━━━ MATERIAL FOR THIS EXERCISE ━━━

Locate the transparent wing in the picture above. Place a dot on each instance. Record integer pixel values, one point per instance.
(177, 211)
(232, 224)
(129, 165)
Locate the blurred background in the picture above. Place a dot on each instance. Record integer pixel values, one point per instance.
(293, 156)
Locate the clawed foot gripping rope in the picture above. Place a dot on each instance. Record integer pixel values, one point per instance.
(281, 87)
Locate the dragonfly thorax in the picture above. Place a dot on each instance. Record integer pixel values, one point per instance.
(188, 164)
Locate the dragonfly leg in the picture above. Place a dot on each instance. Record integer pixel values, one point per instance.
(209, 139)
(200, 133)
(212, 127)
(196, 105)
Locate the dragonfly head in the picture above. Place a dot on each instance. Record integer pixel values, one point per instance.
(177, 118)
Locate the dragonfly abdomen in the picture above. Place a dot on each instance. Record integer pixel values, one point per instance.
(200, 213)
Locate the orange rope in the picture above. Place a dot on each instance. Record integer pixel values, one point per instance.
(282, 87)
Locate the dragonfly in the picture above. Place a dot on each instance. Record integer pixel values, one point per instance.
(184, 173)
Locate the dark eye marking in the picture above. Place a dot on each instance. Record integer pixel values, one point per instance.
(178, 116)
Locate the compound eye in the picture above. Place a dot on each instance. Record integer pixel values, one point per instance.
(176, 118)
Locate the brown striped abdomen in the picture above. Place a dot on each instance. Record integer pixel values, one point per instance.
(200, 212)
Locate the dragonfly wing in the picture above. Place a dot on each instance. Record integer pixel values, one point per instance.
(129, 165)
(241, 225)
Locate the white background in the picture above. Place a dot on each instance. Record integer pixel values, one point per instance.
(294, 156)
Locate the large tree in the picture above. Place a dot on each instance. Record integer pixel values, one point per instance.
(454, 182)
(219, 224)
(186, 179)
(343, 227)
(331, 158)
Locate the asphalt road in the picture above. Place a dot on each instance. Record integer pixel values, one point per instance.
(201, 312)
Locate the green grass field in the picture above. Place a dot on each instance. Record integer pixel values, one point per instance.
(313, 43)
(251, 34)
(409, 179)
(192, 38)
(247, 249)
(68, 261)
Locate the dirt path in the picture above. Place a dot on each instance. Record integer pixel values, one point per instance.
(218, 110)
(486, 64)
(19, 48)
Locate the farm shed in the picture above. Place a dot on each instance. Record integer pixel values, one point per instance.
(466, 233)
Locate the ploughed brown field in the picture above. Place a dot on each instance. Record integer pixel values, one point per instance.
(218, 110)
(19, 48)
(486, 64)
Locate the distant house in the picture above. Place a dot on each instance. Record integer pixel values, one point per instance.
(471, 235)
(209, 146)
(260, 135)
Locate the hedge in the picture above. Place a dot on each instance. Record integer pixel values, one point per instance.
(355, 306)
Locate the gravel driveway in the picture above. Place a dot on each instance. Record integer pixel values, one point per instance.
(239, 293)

━━━

Please restate the records in full, word for word.

Locate the transparent wing in the picture above. Place a dot on each instance. Record integer pixel values, one point per instance.
(177, 211)
(232, 224)
(129, 165)
Locate the blurred background in the picture above. Place a dot on each instance. Record integer pixel values, one point per instance.
(293, 156)
Locate the clawed foot gripping rope in the picture above. Place a dot on each instance. Record integer pixel values, one point per instance.
(281, 87)
Locate the dragonfly thorax in the picture above. Place a dot on each instance. Record integer pixel values, one point per instance.
(188, 164)
Locate the dragonfly leg in the picture above. Place a dot on each instance. Record integer pixel values, one point per instance.
(209, 139)
(200, 133)
(212, 127)
(196, 105)
Locate the dragonfly head in the picture above. Place a dot on each instance. Record integer pixel values, one point per instance.
(177, 118)
Locate the dragonfly abdomen in the picture above. Place a dot on each instance. Record integer pixel values, one point per instance.
(200, 213)
Locate the orange rope in the picture above. Place a dot on each instance. Record integer pixel values, one point per instance.
(282, 87)
Locate the dragonfly in the picture above. Place a dot on each instance. Record integer pixel values, one point per instance.
(184, 173)
Locate the dark eye marking in the picture above. Place a dot on each instance. Record integer pixel values, one point per instance.
(178, 116)
Locate the compound eye in the picture above. Place a dot on each instance. Record integer pixel values, one point per instance.
(176, 118)
Locate the brown striped abdomen in the picture above. Place a dot on each instance. Record integer pixel values, one point per instance.
(200, 212)
Locate the dragonfly wing in the picture above. Place a dot on each instance. Record integer pixel values, one point per instance.
(129, 165)
(241, 225)
Locate the white background in the picture above. Place a dot on each instance. Record integer pixel values, one point per instance.
(294, 156)
Locate the large tree in the picture above. Place a dot on each instance. Record integer pixel values, one point per instance.
(454, 182)
(219, 224)
(186, 179)
(343, 227)
(331, 158)
Locate the asphalt road in the picture above. Place a dot on each instance. Record integer pixel values, one point per instance.
(201, 312)
Locate the green grass field in the picture above. Place a dot on each instance. Record integer pixel values, one point per instance.
(313, 43)
(251, 34)
(409, 179)
(192, 38)
(247, 249)
(68, 261)
Locate the dirt path in the picture above. Place a dot on each instance. Record integer pixel values, one point per instance.
(218, 110)
(486, 64)
(19, 48)
Locate the farm shed in the picture above. Place a dot on each instance. Record integer pixel values, one point per instance.
(466, 233)
Locate the ploughed brown field in the picture above. Place a dot on each instance. Record integer pixel values, one point per instance.
(218, 110)
(19, 48)
(486, 64)
Locate the distant house in the picture above. Place a dot on each instance. Record integer pixel values, one point per instance.
(471, 235)
(209, 146)
(260, 135)
Locate the hedge in the picture above. Place a dot on each instance. Record integer pixel values, one point per instance.
(355, 306)
Locate the gravel driveway in the picture above. Place a dot on each instance. Record integer pixel values, one point per instance.
(239, 293)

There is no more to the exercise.